Throughout his career as a police officer, Wayne Resnick has been recognized for his bravery and for his big heart.
Resnick, 52, of North Merrick, is a 28-year veteran of Nassau law enforcement. He was a civilian 911 dispatcher, and then a corrections officer, before becoming a patrol officer in the Nassau County Police Department’s 4th Precinct 16 years ago.
Resnick been honored for his work in uniform in the past — he helped deliver a baby in an elevator in 2017 — and the Merrick community also knows him as the officer who, with his wife, Patricia, opened his home to four orphaned children from Kazakhstan.
With many years of service behind him, Resnick is now facing his toughest battle yet — one against amyotrophic lateral sclerosis, or ALS, also known as Lou Gehrig’s disease, a progressive, neurodegenerative disease that affects nerve cells in the brain and spinal cord. Resnick was diagnosed last April, but continued to show up for work until the disease rapidly progressed in July.
The County Legislature and the 4th Precinct honored Resnick as their Top Cop in December.
“Officer Resnick has shown a remarkable amount of courage and bravery just by facing this terrible disease and continuing on with his job,” Legislator Denise Ford said. “The courage that Resnick and his family have displayed since his diagnosis is a testament to his character and is an inspiration to all. He is not only our Top Cop for December 2022, but also for the entire year of 2022.”
Despite what some may think, Resnick said he hasn’t retired just yet. He remains at home on sick leave with Patricia and their five children, Daniel, Benjamin, Nadya, James and Anya, until he receives his disability benefits.
The onset of ALS is typically a gradual process, but Resnick’s life has changed drastically in the months since his diagnosis. The symptoms first appeared at the end of 2021: He was dropping his keys and had trouble swallowing liquids. At one point, he had bouts of uncontrollable laughter in front of his partner at the 4th Precinct, Officer John Paterson. Resnick would later learn the laughter was caused by the pseudobulbar affect, a neurological condition characterized by outbursts of laughing or crying.

◆ ◆ ◆ ◆

» Tasks:
[a] In the article about Wayne Resnick, what did he help do in an elevator in 2017?
[b] Rewrite the article about Wayne Resnick, starting with "With many years" and going on through "Cop in December.", and put "Fourth Precinct" in place of "4th Precinct".

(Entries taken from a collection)
◆ ◆ ◆ ◆

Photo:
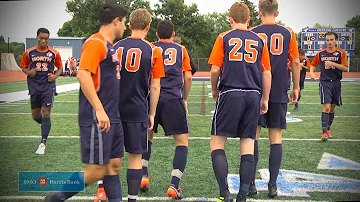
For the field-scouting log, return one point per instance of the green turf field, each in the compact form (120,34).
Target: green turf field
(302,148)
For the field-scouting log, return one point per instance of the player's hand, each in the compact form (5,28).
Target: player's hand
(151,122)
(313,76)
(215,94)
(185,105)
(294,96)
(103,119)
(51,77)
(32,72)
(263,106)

◆ ◆ ◆ ◆

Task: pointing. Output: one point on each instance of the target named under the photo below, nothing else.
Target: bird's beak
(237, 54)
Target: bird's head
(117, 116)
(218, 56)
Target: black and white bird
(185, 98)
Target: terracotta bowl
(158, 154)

◆ ◆ ◆ ◆

» Numbered responses:
[a] He helped deliver a baby.

[b]
With many years of service behind him, Resnick is now facing his toughest battle yet — one against amyotrophic lateral sclerosis, or ALS, also known as Lou Gehrig’s disease, a progressive, neurodegenerative disease that affects nerve cells in the brain and spinal cord. Resnick was diagnosed last April, but continued to show up for work until the disease rapidly progressed in July.
The County Legislature and the Fourth Precinct honored Resnick as their Top Cop in December.